_EXERCISE OBJECTIVE_
Reproduce the passage of the Danielle Brown profile between "In November 2013, Danielle’s" and "an abrupt end.", inclusive.

_EXCERPT PROVIDED_
···

Danielle Brown MBE
- Written by Catherine Rees
Danielle Brown MBE is a double Paralympic gold medallist in archery, five time World Champion and a former world number one in her sport. She has also won medals shooting in the able bodied category when she successfully transitioned over into the able bodied team.
In November 2013, Danielle’s world came crashing down when a new classification process deemed her ‘not disabled enough’ to continue competing in para-archery events. Almost overnight, all that she had worked for had come to an abrupt end.
“I took up archery on my fifteenth birthday as it was a sport I could actually do with my disability and just three years later I made the Great Britain para-archery team. My confidence and my career soared. I became world number one and maintained that title for all the eight years of my career.
“In 2013 I was training intensely for the Rio Paralympics and getting ready to compete in the World Championships, however a new classification process for all athletes was introduced and I failed. I was told I wasn’t disabled enough and wouldn’t be able to complete.
“Hearing that news was by far the hardest single experience of my life. I’d given so much to sport and was faced with the impossible question of “what do I do now?” At the time it was the end of the world, I couldn’t see how things could get better.
“I can remember my physio saying: “with a CV like yours I can’t imagine you’d have any trouble getting a job”. But to me, what I had was more than just an amazing career: it was an honour and a privilege to represent my country. To go from that to nothing was really tough, and at the time I couldn’t see a way out. I was left stranded, not knowing what to do next.

···

_ENTRIES SHOWN_
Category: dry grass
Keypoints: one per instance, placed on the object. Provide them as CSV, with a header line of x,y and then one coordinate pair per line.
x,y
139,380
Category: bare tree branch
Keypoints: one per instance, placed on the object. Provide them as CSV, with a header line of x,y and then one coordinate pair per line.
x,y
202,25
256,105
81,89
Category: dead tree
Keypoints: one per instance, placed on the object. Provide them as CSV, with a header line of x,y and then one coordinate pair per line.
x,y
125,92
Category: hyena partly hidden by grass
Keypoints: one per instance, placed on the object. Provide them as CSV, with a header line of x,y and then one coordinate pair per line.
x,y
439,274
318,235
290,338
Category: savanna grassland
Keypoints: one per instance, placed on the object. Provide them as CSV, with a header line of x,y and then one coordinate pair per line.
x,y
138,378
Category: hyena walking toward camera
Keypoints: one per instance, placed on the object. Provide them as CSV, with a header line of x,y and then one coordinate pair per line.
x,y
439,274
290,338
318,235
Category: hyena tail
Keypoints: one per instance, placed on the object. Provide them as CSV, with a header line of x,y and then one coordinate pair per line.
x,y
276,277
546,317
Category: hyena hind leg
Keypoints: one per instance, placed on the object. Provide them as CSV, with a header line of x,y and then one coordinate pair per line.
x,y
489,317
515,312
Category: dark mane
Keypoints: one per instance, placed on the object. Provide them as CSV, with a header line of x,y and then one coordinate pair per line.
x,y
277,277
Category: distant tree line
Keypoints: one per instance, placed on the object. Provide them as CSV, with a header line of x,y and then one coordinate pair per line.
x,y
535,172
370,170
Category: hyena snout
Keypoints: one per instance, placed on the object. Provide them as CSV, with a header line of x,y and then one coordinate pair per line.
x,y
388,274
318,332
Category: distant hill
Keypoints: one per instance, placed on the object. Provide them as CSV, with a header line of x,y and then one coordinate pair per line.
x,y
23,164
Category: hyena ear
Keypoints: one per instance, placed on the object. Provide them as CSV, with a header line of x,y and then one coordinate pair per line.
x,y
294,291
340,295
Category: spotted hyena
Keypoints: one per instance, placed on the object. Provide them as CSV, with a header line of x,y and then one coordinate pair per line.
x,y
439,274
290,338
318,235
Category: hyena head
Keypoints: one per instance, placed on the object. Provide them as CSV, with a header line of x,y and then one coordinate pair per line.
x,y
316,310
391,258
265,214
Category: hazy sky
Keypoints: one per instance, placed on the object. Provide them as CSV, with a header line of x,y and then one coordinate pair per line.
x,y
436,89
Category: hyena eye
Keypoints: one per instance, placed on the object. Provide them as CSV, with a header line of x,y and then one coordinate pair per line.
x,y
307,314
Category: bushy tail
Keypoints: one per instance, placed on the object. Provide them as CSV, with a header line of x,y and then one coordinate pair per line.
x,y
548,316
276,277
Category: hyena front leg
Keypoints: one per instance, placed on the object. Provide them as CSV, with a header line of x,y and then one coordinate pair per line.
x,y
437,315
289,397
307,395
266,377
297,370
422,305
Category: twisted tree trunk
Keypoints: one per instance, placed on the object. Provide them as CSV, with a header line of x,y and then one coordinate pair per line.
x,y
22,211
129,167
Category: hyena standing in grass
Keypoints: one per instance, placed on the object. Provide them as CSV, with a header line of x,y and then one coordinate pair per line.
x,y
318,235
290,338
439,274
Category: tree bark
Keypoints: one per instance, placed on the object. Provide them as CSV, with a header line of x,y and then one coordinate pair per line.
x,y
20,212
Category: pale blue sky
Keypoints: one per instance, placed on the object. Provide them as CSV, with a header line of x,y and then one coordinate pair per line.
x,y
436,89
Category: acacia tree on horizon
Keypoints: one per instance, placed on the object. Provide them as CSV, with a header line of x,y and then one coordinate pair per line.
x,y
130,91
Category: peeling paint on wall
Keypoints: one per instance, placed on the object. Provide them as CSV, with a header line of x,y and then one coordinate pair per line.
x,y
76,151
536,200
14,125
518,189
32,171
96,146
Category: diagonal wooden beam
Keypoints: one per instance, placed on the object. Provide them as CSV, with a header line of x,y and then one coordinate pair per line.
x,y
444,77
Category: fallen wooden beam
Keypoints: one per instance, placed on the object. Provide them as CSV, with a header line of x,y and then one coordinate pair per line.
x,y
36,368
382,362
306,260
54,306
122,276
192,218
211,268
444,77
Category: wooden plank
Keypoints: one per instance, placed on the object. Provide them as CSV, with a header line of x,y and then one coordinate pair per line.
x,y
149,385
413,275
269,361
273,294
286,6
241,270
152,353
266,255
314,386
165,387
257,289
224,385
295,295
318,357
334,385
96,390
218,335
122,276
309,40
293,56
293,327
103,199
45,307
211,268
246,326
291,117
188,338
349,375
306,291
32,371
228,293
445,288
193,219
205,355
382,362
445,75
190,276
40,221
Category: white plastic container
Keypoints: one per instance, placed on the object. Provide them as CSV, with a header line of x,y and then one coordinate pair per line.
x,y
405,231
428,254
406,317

···

_REPLY_
In November 2013, Danielle’s world came crashing down when a new classification process deemed her ‘not disabled enough’ to continue competing in para-archery events. Almost overnight, all that she had worked for had come to an abrupt end.